■ **Aim**
Copy every one of the entries below word for word, changing nothing.

■ **Records provided**
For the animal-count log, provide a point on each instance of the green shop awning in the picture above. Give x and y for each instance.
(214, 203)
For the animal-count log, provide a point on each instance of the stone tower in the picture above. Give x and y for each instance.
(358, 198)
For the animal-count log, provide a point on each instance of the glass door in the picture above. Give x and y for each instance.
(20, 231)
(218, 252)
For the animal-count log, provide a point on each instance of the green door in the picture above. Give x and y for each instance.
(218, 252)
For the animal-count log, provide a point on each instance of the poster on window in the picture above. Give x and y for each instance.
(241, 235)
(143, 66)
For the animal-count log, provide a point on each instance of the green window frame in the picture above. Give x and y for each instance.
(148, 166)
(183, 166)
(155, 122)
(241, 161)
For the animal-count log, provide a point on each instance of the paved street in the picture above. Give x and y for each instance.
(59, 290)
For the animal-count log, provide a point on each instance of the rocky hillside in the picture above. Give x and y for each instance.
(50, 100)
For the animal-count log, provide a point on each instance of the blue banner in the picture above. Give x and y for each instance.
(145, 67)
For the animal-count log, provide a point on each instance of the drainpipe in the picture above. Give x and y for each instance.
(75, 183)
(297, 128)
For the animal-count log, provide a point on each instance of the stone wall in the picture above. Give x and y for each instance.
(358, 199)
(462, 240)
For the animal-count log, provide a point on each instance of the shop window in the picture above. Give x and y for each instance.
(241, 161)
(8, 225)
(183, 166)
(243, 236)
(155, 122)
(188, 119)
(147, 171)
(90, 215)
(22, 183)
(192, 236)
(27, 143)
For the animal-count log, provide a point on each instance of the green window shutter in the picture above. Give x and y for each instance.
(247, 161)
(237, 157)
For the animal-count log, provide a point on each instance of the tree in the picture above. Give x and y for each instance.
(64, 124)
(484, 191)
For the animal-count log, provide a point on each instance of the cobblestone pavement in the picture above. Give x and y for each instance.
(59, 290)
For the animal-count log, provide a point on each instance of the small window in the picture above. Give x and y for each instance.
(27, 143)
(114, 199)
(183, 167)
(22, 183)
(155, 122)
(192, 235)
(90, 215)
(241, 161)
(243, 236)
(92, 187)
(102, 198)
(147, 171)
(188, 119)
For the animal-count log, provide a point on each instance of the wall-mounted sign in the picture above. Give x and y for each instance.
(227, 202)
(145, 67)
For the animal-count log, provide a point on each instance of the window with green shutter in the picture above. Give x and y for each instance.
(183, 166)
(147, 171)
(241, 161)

■ **Exercise solution**
For the animal-count log, provide a point on each instance of the green shop awning in the picture above. Give x and y for each instance.
(214, 203)
For the animal-count log, provide a point on each instance of the stone tower in the picture above. Give x and y for each instance.
(358, 198)
For the animal-count log, provide a point on each instance of the glass door in the picture above. Give x and y for each instance.
(20, 231)
(218, 252)
For the animal-count log, provide a point on each instance of the green door in the picture above. Give x and y for each instance.
(218, 252)
For the animal-count log, provide a point on each instance of the poster on window in the picture above. Give x and y for each instance.
(241, 235)
(143, 66)
For the animal-count log, provide a point on each instance of the green window frame in the picture above. Give x and y for each instance.
(148, 166)
(183, 166)
(155, 122)
(241, 161)
For the animal-count log, provide a point on each instance of the paved street in the picture above. Give x and y for each instance.
(59, 290)
For the animal-count log, provide a point on each instance of the rocky hillside in the picture above. Give x and y for each instance.
(50, 100)
For the animal-count log, provide a point on each instance of the blue banner in the picture above. Give x and y for each instance.
(145, 67)
For the animal-count log, provide a point on each instance of the drainpipe in the picture above. Give x and y for each instance.
(75, 183)
(297, 128)
For the animal-count log, provide a point on each instance of the stone wall in the picture above. Give x and y for each instance.
(358, 199)
(462, 240)
For the animal-count log, provide a point on each instance of the shop window in the picture above. Give x and y for each instance.
(241, 161)
(8, 225)
(183, 166)
(243, 236)
(155, 122)
(188, 119)
(147, 171)
(90, 215)
(22, 183)
(192, 236)
(27, 143)
For the animal-count log, provide a point on each instance of the green window shutter in the picture above. Give x and y for each instance.
(247, 161)
(237, 157)
For the animal-count log, provide a point on each instance of the tree in the picture above. Give x and y for each instance.
(64, 124)
(484, 191)
For the animal-count log, provide a point on each instance of the cobblestone pavement in the picture above. Give x and y for each instance.
(59, 290)
For the animal-count log, provide a point on each instance of the small window in the picture above. Give x and y for each instance.
(27, 143)
(114, 199)
(183, 167)
(22, 183)
(155, 122)
(192, 235)
(90, 215)
(241, 161)
(243, 236)
(92, 187)
(102, 198)
(147, 171)
(188, 119)
For the animal-count log, provide a point on each instance of the wall-mounted sign in the picture above. Give x and y for each instance.
(227, 202)
(145, 67)
For the animal-count log, provide a point on each instance of the window with green shutter in the picture above. Give x and y for each instance.
(183, 166)
(147, 171)
(241, 161)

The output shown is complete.